Entries from a data source:
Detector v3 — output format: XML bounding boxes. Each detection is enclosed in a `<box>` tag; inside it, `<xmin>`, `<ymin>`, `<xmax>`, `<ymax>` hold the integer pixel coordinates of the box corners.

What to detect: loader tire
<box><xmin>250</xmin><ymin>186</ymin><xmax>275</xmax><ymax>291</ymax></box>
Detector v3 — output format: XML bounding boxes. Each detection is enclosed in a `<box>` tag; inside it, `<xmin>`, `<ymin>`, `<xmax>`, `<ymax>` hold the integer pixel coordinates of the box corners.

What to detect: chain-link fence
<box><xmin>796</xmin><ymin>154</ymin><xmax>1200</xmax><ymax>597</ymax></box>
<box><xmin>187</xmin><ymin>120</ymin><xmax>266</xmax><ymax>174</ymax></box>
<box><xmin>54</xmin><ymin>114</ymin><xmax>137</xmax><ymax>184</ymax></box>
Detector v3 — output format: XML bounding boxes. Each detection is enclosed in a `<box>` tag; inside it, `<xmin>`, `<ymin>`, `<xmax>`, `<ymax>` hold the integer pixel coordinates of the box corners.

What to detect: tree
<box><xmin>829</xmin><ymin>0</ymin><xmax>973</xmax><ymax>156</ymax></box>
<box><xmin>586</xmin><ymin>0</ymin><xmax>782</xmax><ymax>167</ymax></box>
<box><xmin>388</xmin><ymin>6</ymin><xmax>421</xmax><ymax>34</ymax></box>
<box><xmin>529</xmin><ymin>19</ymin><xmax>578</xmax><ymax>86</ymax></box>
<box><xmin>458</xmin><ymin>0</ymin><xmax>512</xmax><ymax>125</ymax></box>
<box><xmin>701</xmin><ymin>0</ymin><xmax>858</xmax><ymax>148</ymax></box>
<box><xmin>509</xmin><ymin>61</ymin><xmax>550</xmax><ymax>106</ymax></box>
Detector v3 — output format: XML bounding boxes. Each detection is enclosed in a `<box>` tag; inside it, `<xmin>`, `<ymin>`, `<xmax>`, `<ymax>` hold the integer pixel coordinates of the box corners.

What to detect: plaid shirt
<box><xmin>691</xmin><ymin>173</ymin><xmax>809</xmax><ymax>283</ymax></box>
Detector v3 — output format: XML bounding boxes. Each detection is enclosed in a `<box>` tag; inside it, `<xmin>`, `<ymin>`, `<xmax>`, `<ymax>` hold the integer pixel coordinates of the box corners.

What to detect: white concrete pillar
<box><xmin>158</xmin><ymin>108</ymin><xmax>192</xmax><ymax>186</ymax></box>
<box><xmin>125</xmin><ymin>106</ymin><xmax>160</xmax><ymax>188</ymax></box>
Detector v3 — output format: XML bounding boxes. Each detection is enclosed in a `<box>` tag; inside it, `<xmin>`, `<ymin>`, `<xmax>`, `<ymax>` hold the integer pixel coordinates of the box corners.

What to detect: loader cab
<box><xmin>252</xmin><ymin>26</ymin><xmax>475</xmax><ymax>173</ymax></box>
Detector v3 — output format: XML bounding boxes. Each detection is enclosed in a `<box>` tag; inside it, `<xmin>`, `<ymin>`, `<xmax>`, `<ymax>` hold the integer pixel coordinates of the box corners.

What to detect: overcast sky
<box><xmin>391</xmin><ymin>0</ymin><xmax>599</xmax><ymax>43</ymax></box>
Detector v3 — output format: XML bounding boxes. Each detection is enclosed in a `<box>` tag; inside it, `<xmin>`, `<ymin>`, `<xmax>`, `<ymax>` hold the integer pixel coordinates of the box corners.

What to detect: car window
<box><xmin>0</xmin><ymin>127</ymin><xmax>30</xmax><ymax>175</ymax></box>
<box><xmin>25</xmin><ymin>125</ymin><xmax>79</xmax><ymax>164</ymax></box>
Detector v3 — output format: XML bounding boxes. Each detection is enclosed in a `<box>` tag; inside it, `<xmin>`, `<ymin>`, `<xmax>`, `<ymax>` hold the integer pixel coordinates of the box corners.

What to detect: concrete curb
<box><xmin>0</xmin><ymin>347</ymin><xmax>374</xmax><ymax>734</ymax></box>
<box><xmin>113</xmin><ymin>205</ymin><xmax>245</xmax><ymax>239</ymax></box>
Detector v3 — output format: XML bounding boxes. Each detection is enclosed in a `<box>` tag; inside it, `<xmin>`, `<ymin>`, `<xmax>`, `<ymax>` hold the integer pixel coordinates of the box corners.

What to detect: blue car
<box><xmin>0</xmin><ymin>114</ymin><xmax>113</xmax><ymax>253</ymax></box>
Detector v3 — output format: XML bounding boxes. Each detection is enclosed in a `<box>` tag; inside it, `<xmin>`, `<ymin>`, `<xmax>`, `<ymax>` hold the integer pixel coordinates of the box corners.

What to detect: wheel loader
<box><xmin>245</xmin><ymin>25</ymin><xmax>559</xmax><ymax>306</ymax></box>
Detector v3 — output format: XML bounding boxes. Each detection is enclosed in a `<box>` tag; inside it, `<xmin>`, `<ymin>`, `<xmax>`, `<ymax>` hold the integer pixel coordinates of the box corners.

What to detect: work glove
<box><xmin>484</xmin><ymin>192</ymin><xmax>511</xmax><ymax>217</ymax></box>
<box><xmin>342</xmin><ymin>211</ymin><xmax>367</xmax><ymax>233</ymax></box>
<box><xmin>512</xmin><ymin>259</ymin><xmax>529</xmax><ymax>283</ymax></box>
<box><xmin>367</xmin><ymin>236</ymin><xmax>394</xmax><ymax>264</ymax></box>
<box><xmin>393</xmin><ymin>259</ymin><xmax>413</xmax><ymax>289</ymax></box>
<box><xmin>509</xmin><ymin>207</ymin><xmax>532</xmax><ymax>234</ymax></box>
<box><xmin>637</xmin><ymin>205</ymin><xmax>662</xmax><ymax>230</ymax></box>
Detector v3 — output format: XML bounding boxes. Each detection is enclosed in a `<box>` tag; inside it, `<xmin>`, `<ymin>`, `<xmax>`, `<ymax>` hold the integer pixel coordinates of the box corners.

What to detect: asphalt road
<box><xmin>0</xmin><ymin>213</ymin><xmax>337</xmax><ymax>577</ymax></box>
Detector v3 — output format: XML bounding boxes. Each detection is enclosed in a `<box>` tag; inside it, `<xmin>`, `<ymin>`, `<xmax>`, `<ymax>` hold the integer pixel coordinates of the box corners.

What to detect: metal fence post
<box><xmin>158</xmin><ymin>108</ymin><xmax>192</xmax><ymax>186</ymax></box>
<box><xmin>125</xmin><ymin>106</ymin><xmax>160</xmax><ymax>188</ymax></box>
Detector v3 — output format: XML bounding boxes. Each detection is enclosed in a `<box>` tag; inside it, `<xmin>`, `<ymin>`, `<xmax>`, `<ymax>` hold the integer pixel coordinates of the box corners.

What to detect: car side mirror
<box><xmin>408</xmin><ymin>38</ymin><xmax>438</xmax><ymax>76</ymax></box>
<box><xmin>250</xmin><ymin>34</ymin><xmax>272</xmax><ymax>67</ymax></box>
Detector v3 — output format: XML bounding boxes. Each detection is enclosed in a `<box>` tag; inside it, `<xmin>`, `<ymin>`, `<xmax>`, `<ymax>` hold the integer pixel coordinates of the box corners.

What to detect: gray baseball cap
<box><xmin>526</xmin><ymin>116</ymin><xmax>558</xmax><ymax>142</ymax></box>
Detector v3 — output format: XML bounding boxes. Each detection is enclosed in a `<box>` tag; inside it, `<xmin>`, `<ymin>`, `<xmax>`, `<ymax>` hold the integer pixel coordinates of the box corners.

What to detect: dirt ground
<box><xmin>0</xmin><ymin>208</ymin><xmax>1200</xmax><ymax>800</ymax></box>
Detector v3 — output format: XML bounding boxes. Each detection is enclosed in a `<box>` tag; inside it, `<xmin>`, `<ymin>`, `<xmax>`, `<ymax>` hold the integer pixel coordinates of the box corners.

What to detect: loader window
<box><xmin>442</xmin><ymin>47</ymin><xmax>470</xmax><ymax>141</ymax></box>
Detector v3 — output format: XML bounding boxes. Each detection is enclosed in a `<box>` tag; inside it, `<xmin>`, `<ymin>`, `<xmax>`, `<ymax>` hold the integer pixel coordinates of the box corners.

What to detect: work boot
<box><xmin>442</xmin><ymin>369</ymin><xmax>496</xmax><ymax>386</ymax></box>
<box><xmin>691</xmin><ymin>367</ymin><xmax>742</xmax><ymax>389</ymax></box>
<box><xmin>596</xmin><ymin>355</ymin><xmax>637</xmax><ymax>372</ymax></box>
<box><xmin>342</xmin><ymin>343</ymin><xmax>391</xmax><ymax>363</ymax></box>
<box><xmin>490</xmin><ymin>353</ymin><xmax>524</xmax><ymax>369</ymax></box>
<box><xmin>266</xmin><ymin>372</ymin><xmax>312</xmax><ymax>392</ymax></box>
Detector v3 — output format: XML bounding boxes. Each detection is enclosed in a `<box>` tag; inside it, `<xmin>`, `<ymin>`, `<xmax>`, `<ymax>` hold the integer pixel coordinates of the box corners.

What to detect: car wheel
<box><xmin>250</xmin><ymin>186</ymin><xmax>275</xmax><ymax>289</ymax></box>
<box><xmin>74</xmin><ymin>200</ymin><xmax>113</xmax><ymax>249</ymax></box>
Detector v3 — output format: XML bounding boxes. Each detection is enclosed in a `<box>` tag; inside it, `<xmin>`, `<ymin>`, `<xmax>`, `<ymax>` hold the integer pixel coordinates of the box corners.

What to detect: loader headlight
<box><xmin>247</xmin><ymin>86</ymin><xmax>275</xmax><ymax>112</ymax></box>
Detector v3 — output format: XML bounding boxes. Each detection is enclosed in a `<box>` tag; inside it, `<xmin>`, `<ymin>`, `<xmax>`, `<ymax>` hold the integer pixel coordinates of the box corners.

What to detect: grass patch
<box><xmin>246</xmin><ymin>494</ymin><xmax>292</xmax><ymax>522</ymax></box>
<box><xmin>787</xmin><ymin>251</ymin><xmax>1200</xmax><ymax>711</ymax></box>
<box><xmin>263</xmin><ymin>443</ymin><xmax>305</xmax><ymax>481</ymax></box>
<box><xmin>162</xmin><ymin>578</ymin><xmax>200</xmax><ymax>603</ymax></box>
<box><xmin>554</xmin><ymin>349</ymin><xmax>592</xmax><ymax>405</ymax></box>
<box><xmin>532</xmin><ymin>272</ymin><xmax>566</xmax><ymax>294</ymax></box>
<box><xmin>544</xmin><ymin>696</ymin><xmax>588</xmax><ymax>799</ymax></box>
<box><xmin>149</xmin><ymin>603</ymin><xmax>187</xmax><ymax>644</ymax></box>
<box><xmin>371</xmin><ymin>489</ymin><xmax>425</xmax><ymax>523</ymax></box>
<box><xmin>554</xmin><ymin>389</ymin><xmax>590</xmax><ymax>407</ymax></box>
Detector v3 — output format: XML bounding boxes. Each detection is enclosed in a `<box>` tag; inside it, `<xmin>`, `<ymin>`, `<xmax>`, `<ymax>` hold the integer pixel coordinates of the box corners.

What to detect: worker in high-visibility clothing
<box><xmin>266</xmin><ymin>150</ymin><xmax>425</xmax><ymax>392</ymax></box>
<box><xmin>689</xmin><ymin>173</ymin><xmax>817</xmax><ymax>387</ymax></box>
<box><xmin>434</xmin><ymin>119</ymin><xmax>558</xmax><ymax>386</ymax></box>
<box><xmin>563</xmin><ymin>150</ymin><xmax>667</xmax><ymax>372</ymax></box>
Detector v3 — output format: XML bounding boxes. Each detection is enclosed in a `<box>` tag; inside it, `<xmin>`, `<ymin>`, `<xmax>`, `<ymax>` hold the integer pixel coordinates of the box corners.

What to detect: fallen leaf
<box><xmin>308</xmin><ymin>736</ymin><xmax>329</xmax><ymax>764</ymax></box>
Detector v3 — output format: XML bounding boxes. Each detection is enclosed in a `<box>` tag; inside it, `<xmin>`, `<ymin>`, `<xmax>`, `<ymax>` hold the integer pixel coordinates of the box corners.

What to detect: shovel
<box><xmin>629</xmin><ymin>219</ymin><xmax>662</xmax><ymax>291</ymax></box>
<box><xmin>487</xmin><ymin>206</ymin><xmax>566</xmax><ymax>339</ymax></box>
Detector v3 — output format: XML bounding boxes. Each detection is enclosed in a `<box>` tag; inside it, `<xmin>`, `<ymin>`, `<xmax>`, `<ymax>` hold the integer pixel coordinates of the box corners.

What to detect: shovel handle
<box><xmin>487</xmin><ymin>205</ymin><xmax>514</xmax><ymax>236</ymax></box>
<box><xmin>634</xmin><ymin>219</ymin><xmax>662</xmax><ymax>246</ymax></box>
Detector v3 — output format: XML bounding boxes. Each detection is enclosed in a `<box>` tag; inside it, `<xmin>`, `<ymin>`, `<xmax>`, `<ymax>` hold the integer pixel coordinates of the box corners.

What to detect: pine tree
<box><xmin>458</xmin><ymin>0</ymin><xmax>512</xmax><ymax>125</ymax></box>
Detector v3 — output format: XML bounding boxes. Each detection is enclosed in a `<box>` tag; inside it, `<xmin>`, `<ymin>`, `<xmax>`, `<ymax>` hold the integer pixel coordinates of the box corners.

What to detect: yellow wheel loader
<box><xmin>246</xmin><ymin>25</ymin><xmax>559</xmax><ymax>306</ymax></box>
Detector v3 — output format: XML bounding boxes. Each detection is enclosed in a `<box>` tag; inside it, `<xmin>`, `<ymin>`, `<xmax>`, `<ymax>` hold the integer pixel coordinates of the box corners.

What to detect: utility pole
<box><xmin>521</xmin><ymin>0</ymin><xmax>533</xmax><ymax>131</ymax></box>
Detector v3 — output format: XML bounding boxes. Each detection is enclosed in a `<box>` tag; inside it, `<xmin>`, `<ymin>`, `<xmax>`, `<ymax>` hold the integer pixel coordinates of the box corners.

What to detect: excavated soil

> [Task directions]:
Count the lines in the entries above that contain the string "window". Give only the number.

> [Output]:
2